____ TEXT FOR ANALYSIS

Authentication Delegation
Because the extension server receives proxied requests (not the original client TLS certificate), it needs a way to trust the identity headers injected by kube-apiserver. This is done via delegated authentication:
extension-apiserver-authentication ConfigMap
# Contains the CA and requestheader configuration
kubectl get configmap extension-apiserver-authentication -n kube-system -o yaml
data:
client-ca-file: |
-----BEGIN CERTIFICATE-----
... (cluster CA — used to verify client certs in direct calls)
-----END CERTIFICATE-----
requestheader-allowed-names: '["front-proxy-client"]'
requestheader-client-ca-file: |
-----BEGIN CERTIFICATE-----
... (front-proxy CA — used to verify kube-apiserver's proxy cert)
-----END CERTIFICATE-----
requestheader-extra-headers-prefix: '["X-Remote-Extra-"]'
requestheader-group-headers: '["X-Remote-Group"]'
requestheader-username-headers: '["X-Remote-User"]'
The extension server uses this ConfigMap to:
- Verify that the proxying entity (kube-apiserver) presents a TLS certificate signed by the requestheader-client-ca.

________
____ RECORDED DATA

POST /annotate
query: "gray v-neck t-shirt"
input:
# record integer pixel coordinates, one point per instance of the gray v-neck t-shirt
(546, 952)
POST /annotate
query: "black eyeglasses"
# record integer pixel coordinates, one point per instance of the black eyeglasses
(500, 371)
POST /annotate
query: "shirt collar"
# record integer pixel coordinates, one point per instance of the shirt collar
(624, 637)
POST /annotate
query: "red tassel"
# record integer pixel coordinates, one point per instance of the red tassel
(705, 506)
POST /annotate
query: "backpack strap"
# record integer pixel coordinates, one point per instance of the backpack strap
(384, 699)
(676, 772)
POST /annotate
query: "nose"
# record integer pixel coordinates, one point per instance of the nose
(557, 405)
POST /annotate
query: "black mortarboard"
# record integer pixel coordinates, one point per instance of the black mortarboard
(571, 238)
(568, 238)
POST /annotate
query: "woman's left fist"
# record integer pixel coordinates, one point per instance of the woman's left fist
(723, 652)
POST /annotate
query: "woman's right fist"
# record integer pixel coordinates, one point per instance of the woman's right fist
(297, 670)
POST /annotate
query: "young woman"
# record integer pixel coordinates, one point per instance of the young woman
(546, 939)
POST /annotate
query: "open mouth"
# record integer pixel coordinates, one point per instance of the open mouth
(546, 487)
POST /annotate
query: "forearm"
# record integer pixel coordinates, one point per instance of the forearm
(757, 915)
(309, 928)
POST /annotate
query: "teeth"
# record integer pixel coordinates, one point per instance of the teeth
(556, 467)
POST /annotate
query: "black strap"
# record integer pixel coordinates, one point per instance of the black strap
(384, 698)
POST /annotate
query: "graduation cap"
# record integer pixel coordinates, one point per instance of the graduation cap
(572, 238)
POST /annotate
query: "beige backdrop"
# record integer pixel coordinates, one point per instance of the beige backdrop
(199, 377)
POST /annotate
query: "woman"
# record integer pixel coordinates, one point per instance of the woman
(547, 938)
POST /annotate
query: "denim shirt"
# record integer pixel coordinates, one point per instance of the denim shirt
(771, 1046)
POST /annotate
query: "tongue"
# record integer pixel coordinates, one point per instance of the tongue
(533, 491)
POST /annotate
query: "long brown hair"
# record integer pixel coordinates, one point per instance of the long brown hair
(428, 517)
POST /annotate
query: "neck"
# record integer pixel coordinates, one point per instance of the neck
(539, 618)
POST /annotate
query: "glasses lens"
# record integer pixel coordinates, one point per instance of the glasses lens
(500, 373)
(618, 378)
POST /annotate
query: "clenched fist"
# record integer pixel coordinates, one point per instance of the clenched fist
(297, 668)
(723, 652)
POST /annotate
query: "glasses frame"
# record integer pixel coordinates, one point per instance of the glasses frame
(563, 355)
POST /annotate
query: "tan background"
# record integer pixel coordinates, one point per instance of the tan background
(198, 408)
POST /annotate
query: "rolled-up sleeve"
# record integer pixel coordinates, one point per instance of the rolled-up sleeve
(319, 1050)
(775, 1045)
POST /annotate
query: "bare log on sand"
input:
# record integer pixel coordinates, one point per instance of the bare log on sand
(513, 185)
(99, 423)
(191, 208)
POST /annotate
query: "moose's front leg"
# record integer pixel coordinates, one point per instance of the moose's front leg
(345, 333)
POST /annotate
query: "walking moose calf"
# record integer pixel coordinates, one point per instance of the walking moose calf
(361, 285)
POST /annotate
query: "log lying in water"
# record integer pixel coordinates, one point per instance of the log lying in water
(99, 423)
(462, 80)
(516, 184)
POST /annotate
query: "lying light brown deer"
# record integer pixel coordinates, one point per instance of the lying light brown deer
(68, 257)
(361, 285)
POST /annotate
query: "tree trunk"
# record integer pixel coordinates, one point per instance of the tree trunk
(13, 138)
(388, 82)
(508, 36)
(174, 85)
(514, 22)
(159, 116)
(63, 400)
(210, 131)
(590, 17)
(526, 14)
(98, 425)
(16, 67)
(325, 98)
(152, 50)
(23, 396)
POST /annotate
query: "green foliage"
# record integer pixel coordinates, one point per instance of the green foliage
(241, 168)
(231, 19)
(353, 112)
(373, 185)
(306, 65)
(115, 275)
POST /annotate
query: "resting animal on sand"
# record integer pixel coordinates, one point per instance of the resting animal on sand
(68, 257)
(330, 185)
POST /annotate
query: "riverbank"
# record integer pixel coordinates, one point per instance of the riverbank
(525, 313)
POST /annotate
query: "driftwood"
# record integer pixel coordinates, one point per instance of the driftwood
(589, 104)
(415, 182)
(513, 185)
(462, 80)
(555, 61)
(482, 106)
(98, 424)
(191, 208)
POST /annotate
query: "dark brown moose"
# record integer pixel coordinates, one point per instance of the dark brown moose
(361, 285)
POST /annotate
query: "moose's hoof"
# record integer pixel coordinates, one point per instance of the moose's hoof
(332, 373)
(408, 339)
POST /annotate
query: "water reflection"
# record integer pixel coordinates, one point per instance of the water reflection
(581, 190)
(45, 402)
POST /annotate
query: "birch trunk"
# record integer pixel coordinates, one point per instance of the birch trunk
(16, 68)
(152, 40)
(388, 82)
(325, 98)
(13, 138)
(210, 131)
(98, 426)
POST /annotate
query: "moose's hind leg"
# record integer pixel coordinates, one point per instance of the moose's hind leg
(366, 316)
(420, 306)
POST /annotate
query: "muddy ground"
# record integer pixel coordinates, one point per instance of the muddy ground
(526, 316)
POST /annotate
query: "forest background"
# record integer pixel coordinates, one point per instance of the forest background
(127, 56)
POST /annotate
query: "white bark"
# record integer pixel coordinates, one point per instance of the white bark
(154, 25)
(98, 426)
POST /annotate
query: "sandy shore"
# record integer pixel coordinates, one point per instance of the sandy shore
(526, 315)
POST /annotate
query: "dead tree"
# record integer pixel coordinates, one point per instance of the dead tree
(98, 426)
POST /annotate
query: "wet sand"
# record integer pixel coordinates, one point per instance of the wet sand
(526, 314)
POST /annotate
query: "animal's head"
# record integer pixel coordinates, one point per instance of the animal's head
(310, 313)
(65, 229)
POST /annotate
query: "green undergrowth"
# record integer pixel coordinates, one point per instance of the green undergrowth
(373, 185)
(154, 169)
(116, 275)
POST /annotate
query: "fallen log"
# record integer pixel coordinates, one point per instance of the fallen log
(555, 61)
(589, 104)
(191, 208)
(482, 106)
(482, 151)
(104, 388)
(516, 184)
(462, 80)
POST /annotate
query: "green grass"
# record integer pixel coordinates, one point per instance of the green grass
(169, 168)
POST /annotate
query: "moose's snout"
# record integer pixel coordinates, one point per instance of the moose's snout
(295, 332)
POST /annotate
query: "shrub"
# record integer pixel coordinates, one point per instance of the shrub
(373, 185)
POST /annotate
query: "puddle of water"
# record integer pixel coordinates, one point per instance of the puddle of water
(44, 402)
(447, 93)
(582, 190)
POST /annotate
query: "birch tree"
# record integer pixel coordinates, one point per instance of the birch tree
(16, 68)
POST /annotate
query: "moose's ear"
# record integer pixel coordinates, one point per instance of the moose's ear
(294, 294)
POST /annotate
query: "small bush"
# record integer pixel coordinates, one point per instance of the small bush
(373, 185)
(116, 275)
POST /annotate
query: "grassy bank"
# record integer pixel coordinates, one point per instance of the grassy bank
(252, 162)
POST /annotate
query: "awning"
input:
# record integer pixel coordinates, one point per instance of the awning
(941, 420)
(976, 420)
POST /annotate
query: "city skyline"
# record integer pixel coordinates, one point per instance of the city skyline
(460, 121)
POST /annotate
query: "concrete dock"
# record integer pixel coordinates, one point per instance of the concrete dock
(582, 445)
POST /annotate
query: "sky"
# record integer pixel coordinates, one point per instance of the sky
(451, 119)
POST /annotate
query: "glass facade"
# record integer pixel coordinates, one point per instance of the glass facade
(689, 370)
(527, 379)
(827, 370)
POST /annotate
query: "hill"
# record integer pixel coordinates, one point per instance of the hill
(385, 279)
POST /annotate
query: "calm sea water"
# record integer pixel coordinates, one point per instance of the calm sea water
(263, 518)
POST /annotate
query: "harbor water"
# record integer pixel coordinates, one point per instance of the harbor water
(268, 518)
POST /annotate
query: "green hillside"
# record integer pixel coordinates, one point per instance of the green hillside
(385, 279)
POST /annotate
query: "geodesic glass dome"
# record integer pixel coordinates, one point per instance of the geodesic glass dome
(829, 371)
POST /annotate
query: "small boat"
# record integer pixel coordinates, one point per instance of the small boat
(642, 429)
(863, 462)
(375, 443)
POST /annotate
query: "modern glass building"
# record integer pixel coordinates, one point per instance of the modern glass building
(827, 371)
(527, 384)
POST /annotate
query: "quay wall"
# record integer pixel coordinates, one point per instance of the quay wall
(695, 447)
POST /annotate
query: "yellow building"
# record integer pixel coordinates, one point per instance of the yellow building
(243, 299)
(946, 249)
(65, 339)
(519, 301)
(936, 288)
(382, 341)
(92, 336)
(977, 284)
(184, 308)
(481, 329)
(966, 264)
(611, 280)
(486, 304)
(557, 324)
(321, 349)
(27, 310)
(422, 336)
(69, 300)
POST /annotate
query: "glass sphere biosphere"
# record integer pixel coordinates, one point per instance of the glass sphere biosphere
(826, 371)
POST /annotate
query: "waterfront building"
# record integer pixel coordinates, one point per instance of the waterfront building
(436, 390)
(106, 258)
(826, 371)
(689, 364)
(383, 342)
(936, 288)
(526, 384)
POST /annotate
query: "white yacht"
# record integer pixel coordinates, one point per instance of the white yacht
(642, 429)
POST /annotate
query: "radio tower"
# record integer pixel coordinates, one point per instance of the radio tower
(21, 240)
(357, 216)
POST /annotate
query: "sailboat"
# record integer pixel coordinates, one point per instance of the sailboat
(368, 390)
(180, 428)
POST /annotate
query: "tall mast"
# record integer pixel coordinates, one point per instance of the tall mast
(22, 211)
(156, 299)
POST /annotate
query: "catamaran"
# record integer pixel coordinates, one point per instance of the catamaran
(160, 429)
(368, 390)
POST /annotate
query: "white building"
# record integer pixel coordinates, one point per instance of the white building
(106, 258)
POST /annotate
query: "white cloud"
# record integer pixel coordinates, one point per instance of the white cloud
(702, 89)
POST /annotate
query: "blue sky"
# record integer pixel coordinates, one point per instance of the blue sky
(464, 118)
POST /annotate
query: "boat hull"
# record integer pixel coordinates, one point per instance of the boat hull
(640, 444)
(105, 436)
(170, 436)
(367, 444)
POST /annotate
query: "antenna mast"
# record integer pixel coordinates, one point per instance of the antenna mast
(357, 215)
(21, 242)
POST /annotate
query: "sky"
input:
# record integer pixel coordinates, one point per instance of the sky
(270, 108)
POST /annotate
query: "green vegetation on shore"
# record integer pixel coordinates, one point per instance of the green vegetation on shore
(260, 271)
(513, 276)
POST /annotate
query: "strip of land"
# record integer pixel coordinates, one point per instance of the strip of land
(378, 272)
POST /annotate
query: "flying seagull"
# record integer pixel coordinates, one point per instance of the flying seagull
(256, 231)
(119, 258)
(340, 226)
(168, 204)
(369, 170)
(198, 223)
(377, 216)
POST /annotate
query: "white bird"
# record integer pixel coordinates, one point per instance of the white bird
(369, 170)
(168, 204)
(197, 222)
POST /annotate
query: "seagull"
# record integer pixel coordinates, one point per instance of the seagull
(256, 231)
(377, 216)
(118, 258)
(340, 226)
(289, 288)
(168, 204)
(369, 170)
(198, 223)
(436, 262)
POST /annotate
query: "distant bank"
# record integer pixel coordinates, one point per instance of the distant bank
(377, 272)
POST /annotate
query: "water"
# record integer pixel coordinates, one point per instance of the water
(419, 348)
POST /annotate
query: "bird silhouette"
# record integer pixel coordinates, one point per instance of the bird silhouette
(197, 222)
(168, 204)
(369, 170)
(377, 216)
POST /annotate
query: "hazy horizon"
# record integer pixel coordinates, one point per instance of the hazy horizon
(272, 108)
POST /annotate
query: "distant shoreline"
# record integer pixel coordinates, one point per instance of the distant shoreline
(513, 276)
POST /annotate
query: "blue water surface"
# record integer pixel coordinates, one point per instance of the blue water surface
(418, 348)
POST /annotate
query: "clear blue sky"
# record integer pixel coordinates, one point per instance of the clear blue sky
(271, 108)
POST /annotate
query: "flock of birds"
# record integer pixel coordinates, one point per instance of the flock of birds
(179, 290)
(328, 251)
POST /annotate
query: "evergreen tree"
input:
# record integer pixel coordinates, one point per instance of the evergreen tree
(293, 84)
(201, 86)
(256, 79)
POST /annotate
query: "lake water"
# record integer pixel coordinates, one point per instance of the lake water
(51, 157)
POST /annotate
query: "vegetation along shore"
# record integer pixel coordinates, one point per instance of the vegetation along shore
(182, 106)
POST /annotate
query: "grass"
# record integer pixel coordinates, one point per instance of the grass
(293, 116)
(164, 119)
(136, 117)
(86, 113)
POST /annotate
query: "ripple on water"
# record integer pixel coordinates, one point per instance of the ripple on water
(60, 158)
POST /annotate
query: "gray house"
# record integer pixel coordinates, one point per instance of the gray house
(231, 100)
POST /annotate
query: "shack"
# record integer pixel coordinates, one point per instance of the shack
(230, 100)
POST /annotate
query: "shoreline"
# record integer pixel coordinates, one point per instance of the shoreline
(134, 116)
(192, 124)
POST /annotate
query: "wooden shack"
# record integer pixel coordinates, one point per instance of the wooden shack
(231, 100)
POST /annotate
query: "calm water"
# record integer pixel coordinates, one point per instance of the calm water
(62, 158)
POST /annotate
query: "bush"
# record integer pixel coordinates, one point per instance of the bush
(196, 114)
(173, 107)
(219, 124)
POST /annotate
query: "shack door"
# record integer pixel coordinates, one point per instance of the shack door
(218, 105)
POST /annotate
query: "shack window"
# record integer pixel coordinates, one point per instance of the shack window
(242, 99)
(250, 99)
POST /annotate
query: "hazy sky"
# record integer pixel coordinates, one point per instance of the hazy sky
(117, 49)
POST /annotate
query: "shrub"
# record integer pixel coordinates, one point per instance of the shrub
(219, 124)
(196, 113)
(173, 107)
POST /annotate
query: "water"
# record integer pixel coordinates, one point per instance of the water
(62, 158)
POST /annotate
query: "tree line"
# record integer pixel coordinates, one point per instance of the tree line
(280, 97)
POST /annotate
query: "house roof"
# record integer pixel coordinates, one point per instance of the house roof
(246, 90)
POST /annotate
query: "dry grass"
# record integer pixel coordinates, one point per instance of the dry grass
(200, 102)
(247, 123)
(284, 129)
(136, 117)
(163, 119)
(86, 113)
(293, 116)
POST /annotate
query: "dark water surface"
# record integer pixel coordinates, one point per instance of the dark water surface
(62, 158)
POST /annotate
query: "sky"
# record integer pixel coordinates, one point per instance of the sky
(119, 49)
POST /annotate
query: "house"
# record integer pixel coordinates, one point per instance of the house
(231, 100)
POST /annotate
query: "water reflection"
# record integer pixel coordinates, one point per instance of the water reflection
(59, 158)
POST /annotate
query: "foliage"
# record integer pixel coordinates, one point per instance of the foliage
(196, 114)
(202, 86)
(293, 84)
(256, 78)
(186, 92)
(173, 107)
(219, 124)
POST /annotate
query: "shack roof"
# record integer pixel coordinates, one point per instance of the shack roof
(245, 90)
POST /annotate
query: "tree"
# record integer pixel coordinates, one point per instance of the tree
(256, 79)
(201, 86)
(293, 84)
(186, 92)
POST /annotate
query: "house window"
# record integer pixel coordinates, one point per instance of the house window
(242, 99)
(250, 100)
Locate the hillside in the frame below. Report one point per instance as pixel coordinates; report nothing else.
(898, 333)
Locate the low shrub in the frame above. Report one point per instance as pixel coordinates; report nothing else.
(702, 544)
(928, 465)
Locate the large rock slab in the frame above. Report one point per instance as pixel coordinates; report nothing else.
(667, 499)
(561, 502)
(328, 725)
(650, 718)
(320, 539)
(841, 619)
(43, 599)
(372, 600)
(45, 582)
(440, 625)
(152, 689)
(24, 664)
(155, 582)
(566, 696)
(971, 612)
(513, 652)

________

=== TASK LIST ===
- a) Answer these questions from the text on authentication delegation, one answer per line:
(i) What does the extension server receive instead of the original client TLS certificate?
(ii) In which namespace does the kubectl command look for the extension-apiserver-authentication ConfigMap?
(iii) What value is given for requestheader-allowed-names?
- b) For each statement, say whether it agrees with the text on authentication delegation. Answer yes or no, and quote the words of the text that decide it.
(i) The client-ca-file entry holds the front-proxy CA.
(ii) The username is read from the X-Remote-User header.
(iii) The extension server checks that kube-apiserver presents a TLS certificate signed by the requestheader-client-ca.

=== LIST OF SOLUTIONS ===
- a)
(i) Proxied requests.
(ii) kube-system.
(iii) front-proxy-client.

- b)
(i) No: "cluster CA — used to verify client certs in direct calls"
(ii) Yes: "requestheader-username-headers: '["X-Remote-User"]'"
(iii) Yes: "Verify that the proxying entity (kube-apiserver) presents a TLS certificate signed by the requestheader-client-ca."